> **Exercise brief**: Please give the listing below as a numbered list, from the line with "If you could point to the street lamp" up to and including the line with "(1170, 583)". Leave out any blank lines.
※ ※ ※
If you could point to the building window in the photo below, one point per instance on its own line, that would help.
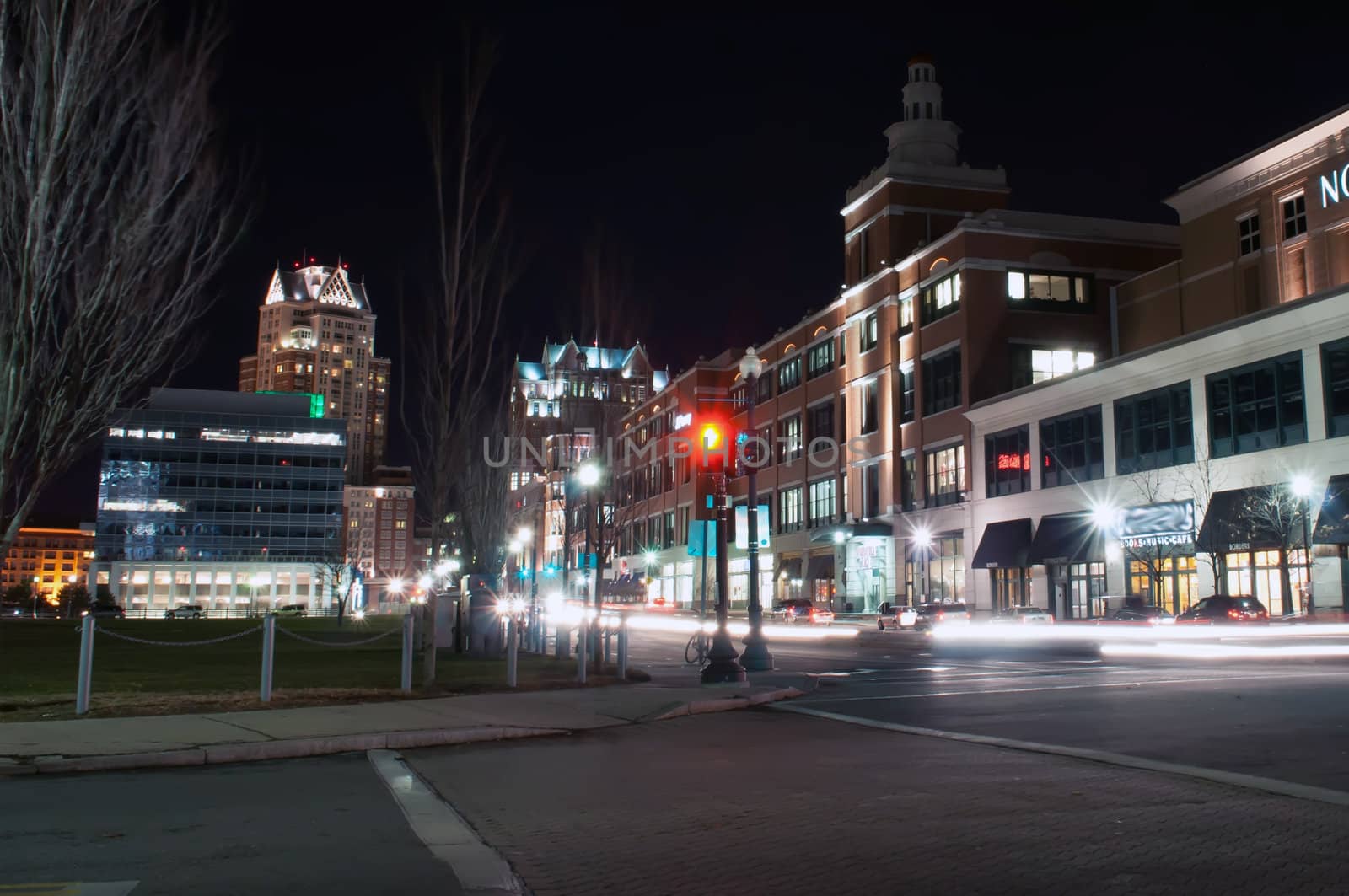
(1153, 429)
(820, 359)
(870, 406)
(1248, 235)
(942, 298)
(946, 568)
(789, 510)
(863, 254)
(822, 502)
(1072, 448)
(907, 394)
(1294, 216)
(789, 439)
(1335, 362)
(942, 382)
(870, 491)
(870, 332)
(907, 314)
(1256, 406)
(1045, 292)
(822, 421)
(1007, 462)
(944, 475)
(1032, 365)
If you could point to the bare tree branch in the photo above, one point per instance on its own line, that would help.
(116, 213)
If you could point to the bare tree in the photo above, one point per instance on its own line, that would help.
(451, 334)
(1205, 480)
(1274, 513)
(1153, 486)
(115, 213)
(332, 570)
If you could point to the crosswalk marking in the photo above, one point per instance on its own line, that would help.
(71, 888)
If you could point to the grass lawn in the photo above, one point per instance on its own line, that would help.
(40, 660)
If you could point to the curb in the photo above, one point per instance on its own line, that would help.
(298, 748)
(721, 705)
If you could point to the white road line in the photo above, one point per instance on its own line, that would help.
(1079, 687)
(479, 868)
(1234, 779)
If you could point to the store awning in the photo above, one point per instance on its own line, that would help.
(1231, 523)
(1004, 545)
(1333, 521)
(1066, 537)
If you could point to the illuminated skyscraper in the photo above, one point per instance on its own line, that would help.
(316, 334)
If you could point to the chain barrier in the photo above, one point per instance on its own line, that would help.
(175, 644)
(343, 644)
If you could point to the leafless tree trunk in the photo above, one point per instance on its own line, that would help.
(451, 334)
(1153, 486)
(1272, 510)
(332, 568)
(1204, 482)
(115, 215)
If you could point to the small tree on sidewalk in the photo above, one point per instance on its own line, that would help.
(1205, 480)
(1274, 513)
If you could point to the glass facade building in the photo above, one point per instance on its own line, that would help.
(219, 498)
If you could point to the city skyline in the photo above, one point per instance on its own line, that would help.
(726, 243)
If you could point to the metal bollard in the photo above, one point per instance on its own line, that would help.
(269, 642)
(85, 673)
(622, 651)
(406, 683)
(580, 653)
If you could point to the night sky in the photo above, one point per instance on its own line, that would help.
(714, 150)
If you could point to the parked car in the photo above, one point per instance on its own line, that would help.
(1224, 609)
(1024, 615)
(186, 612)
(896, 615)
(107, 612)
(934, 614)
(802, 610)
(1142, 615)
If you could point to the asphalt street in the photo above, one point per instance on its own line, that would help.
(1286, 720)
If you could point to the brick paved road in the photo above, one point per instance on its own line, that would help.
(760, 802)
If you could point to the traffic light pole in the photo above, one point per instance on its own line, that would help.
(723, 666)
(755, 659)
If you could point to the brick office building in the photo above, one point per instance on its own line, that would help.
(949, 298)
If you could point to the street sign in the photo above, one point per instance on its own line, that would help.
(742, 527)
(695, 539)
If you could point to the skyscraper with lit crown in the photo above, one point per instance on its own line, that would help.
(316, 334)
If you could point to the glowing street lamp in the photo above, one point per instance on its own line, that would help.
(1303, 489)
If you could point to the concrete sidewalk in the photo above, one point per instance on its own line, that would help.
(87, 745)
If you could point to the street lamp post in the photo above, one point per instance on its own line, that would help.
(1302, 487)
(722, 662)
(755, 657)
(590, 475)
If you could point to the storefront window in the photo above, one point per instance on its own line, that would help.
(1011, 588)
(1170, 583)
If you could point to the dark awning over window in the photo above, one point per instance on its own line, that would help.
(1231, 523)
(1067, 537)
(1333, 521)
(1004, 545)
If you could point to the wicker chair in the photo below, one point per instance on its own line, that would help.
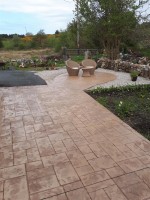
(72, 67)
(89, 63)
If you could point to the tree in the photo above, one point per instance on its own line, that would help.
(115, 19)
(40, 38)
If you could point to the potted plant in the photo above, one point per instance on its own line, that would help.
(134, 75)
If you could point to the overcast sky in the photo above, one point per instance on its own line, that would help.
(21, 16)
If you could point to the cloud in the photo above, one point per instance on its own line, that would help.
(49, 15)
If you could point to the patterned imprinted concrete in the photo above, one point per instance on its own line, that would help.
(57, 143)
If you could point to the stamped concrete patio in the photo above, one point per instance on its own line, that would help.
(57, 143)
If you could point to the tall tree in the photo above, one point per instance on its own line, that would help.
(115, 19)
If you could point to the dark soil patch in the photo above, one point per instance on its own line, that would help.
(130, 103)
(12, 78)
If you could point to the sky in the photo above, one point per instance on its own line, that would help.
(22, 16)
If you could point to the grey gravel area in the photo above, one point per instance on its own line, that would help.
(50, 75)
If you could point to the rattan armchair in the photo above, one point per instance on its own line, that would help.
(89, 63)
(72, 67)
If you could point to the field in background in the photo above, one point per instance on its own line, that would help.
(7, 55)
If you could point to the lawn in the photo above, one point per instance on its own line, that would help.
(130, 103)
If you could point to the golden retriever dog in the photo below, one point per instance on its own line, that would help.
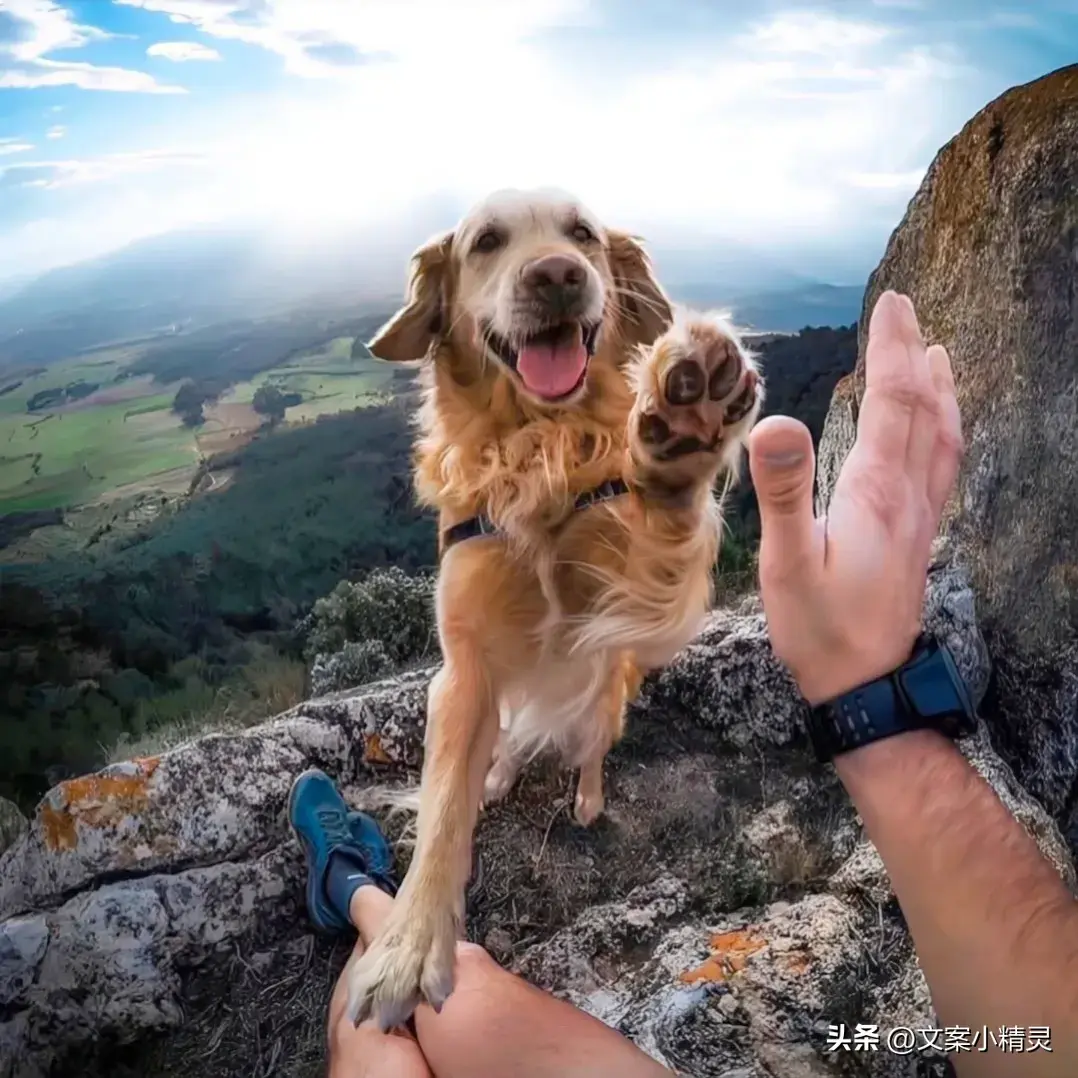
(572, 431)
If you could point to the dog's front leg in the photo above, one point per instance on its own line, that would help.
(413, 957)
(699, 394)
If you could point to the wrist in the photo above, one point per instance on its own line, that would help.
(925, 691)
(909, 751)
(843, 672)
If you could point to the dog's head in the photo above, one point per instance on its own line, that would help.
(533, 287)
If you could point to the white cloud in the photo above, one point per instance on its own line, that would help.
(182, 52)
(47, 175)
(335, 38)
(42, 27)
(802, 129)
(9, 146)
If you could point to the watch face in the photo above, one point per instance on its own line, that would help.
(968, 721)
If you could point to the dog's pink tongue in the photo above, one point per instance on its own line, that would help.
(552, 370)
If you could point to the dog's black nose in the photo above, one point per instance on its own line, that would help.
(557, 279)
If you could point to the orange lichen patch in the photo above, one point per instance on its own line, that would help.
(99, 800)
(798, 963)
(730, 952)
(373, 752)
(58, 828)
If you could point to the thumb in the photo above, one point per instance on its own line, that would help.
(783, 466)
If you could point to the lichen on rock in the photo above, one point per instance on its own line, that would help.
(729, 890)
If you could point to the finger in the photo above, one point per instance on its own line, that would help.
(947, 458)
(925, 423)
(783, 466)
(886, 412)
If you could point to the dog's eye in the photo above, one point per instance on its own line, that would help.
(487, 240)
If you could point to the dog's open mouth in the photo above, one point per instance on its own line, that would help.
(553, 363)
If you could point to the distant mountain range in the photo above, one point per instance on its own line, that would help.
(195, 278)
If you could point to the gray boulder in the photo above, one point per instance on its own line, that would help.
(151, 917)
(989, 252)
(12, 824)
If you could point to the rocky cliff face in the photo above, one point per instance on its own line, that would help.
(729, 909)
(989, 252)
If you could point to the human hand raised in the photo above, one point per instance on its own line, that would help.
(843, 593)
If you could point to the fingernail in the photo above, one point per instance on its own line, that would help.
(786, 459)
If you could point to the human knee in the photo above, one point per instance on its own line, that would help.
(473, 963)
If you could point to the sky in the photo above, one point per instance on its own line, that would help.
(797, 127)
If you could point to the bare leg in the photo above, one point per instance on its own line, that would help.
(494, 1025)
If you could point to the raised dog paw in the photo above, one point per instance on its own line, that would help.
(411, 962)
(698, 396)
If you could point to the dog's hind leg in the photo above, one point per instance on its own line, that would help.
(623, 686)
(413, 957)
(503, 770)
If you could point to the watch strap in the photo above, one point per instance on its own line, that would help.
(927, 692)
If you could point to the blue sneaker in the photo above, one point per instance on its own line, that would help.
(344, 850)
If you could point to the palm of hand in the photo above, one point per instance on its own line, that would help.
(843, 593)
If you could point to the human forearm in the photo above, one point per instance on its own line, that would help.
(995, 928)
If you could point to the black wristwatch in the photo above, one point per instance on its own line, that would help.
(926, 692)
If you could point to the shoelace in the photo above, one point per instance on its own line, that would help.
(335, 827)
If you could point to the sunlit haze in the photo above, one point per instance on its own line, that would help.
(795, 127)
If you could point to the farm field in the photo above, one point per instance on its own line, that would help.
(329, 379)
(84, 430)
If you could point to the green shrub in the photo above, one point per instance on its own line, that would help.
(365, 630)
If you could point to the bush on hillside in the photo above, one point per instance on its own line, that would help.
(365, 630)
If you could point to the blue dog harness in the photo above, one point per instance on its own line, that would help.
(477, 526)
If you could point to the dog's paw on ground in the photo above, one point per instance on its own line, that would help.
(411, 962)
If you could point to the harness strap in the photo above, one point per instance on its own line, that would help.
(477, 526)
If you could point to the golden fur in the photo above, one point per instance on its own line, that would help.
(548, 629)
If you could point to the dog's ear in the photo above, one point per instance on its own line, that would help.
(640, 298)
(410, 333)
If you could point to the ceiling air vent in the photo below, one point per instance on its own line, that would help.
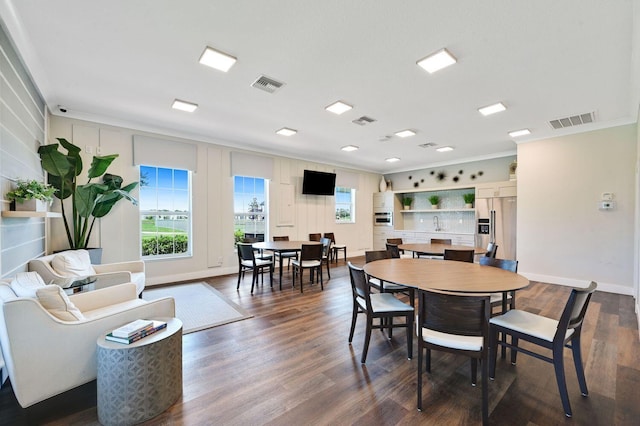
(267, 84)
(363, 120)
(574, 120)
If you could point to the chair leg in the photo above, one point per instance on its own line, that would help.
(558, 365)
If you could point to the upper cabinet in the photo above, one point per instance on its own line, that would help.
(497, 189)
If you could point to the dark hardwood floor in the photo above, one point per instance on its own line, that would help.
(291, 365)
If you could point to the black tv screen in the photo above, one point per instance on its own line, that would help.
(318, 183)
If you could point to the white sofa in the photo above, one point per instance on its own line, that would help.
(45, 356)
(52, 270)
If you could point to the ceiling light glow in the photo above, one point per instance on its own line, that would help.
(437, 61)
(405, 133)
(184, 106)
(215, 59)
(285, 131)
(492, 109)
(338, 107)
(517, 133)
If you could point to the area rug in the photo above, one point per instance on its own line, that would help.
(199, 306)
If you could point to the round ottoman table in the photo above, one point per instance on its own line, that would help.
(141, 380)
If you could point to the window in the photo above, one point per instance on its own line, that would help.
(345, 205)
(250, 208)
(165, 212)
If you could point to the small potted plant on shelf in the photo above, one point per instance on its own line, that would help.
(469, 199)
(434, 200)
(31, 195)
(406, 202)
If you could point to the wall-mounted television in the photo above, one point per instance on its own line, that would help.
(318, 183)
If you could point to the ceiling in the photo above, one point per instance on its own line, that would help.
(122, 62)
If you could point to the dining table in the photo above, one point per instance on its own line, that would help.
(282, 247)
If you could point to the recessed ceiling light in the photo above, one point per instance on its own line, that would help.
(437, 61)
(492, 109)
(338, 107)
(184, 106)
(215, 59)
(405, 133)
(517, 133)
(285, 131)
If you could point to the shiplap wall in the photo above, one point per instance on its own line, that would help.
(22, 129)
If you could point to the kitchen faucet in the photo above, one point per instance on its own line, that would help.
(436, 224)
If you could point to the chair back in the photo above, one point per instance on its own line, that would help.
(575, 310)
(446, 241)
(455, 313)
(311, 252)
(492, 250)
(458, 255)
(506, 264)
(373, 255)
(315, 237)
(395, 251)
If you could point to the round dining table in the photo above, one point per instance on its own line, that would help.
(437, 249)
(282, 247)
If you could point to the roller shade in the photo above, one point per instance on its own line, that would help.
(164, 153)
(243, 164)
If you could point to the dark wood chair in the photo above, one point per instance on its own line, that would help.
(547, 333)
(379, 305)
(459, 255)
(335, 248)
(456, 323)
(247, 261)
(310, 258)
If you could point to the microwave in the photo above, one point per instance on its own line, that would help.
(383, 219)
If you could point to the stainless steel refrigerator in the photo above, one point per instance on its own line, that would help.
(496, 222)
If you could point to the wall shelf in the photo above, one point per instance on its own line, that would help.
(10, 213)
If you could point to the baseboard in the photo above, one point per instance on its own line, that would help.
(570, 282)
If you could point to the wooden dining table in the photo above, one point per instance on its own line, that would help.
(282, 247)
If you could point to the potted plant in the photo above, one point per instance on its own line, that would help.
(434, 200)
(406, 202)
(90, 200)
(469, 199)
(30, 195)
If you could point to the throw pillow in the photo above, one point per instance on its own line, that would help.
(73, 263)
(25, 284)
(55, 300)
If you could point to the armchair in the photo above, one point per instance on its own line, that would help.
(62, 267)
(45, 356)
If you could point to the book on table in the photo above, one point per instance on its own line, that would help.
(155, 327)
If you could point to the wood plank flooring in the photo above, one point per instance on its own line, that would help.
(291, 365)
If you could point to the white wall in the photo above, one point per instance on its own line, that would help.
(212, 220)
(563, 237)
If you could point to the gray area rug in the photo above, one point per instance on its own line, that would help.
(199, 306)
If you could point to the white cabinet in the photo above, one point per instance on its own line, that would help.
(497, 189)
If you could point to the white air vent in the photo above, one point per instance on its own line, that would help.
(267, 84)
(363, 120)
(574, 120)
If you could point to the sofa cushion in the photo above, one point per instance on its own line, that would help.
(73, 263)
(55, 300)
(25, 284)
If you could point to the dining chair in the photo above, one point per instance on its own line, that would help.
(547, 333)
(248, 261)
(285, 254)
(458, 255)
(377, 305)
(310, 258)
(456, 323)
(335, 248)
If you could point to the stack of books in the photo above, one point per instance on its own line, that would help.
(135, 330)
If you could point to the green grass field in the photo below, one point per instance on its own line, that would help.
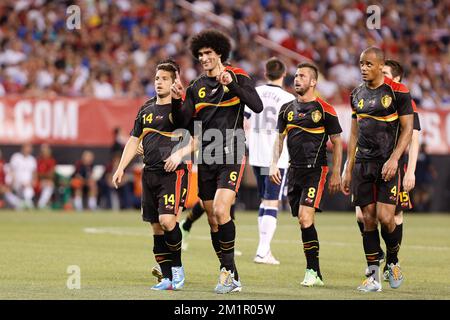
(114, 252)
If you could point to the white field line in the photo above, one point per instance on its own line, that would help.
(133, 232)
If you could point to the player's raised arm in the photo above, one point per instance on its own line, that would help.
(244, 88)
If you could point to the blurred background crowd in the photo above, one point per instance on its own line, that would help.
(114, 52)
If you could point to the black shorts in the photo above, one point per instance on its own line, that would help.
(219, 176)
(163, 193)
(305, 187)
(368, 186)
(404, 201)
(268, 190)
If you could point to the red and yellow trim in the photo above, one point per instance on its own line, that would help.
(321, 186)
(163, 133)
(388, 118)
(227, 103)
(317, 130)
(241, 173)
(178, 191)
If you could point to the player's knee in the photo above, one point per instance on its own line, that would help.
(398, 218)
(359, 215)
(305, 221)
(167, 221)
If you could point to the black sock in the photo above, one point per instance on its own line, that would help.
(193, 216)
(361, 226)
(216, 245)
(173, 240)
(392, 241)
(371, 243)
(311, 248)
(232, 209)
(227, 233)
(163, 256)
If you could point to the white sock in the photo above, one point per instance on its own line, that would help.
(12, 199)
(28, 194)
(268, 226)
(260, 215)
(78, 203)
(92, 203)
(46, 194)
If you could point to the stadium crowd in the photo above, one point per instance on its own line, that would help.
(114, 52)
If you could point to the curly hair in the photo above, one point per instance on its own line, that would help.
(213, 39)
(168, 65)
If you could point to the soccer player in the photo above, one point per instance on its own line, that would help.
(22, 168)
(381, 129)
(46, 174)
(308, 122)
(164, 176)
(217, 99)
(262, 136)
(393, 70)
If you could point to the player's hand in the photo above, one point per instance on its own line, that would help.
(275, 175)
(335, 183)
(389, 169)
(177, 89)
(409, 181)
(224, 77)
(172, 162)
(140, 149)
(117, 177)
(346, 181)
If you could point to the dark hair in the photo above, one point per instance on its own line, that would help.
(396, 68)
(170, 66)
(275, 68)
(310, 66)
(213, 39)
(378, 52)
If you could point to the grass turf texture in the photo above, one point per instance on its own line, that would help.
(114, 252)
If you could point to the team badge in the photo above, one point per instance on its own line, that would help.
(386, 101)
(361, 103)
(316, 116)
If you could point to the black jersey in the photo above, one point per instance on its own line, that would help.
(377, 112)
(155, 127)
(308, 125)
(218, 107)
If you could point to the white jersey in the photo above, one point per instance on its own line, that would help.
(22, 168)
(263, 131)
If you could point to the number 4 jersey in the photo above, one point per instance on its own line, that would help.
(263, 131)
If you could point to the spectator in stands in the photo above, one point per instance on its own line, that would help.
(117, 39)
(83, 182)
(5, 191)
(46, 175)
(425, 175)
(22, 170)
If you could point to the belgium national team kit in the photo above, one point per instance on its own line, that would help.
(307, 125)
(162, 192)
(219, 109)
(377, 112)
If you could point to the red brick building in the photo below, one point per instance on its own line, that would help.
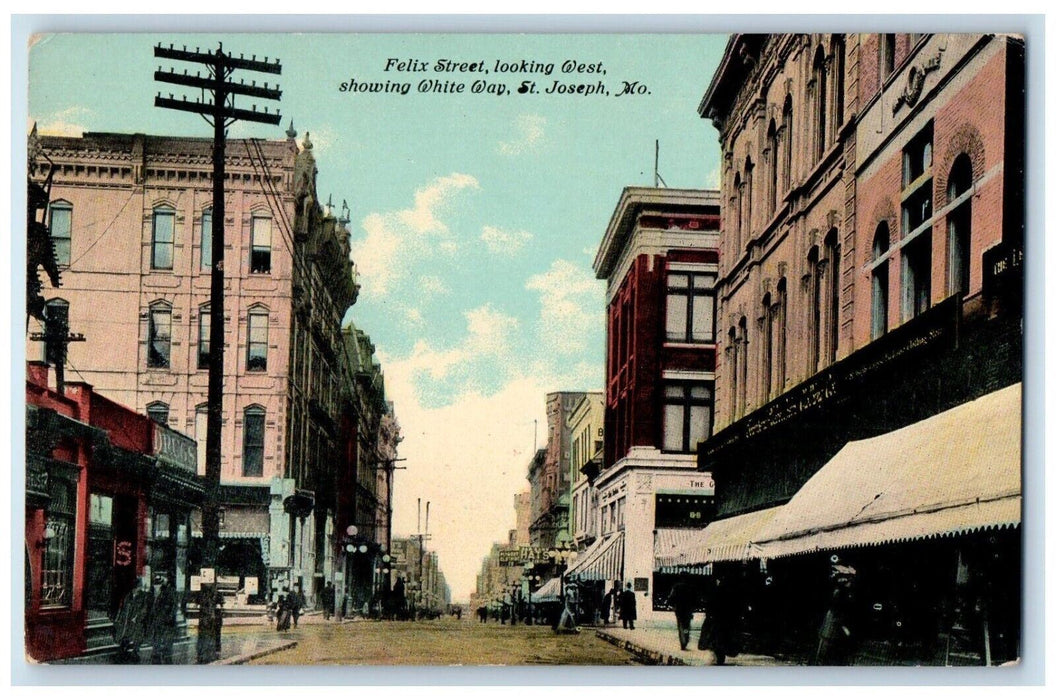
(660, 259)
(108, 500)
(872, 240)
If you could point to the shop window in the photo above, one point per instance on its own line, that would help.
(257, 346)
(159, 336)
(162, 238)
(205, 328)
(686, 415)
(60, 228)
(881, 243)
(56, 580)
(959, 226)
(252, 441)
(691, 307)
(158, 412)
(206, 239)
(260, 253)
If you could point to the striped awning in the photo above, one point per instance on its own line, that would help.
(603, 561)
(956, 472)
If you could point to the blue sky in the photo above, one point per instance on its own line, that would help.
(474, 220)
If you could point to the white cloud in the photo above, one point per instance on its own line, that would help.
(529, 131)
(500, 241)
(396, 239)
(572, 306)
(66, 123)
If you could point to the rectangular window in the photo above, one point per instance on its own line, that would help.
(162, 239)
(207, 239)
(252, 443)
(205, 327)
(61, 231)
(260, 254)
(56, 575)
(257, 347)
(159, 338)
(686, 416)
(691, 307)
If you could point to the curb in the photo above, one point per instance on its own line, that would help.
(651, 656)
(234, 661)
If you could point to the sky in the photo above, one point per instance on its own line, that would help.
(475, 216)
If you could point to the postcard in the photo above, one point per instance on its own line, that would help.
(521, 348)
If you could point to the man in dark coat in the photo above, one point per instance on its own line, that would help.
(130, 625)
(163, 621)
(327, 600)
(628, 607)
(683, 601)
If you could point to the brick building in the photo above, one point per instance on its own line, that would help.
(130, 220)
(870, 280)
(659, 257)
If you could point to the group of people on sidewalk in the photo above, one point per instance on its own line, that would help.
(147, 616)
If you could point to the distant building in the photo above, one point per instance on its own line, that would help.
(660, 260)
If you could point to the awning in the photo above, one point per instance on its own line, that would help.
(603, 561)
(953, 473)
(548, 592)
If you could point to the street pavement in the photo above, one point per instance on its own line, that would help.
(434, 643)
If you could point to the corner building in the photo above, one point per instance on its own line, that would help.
※ ※ ※
> **The reply**:
1. If you could point to the street lamp post in the photo above, one point per instance on its own line, that would help.
2. (1302, 487)
3. (722, 662)
4. (755, 657)
5. (590, 475)
6. If you could point to the storefront window in the photo above, one point per instance on its own line, that would help.
7. (1011, 588)
8. (1170, 583)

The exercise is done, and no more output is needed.